### Task requirements
Rewrite the entries below, replacing every "Locate" with "Find" and leaving all else unchanged. Omit the pictures from your version.

### Input rows
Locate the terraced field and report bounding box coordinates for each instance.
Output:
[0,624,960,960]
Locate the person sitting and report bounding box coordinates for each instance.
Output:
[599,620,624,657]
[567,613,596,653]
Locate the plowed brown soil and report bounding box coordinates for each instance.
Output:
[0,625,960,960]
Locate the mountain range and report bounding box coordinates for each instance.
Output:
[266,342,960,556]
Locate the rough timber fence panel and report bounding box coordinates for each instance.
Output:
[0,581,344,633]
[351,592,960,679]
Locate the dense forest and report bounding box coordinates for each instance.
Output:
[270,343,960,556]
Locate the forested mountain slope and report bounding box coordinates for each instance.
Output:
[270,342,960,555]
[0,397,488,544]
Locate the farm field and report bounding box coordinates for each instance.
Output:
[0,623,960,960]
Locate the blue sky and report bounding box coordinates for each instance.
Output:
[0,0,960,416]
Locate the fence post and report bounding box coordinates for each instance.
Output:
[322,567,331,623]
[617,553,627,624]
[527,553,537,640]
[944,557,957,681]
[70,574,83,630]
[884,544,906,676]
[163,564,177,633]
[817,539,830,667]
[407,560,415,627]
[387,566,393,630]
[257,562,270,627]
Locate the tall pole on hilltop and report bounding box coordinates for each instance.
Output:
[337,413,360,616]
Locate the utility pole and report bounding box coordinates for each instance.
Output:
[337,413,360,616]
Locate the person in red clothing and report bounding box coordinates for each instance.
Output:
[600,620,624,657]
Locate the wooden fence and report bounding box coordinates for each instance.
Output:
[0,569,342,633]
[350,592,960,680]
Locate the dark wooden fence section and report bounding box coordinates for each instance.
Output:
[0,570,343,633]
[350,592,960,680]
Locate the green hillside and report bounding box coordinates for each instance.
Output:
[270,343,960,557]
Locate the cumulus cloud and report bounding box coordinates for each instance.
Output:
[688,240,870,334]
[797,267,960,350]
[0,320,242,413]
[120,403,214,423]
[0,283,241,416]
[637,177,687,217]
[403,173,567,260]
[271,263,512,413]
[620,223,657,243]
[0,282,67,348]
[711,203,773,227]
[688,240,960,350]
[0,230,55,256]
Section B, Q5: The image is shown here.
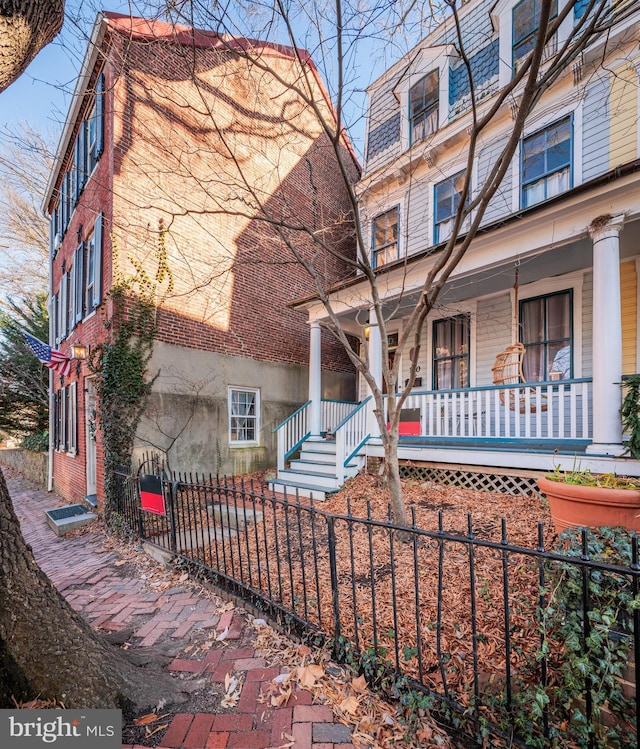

### The answer
Find the terraced field and report bounding box coordinates for each instance.
Output:
[0,624,960,960]
Find the person sitting and report bounding box coordinates for each instance.
Output:
[599,620,624,657]
[567,613,596,653]
Find the plowed brown soil and report bounding box coordinates for each instance.
Output:
[0,625,960,960]
Find the mountain range and report bounding box coordinates for each instance.
Output:
[266,342,960,556]
Find the rough timber fence panel and report bounding box coordinates for each instance.
Output:
[0,581,344,633]
[351,592,960,679]
Find the dense forest and report bounding box coordinates for each instance.
Output:
[270,343,960,556]
Find the forested mountain slope and report bounding box coordinates for each instance.
Output:
[270,342,960,555]
[0,397,488,544]
Find the farm field and report bounding box coordinates for each instance.
Output:
[0,623,960,960]
Find the blue sky and report bounding box coordinates for each instance.
Output:
[0,0,960,416]
Find the fence post and report bounding box coordinates for each instance.
Output:
[322,567,331,623]
[617,553,627,624]
[527,553,537,640]
[944,557,957,681]
[70,574,83,630]
[884,544,906,676]
[163,564,177,633]
[817,539,830,667]
[407,560,415,627]
[387,566,393,630]
[257,562,270,627]
Find the tall pole on hilltop and report bounding box coordinates for each instance.
Output:
[337,413,360,616]
Find the utility pole and report bounding box coordinates for each instance.
Output:
[337,413,360,616]
Find the person in red clothing and report bounding box coordinates for each instance.
Output:
[600,620,624,657]
Find the wooden fence and report bounding box coordinates for each instance.
Output:
[0,569,342,633]
[350,592,960,680]
Find the dark wooden fence section and report bounding box coordinates for each instance.
Output:
[0,570,343,633]
[350,592,960,680]
Find the green hillside and report bounding box coordinates for each instance.
Output:
[270,343,960,557]
Find the cumulus cloud and report bounding box coordinates for each instance.
Output:
[688,240,870,334]
[797,267,960,350]
[0,320,242,413]
[120,403,214,423]
[0,283,241,416]
[637,177,687,217]
[403,173,567,260]
[271,263,512,413]
[620,223,657,243]
[0,282,67,348]
[711,203,773,227]
[688,240,960,350]
[0,230,55,256]
Section B, Q5: The image is shown here.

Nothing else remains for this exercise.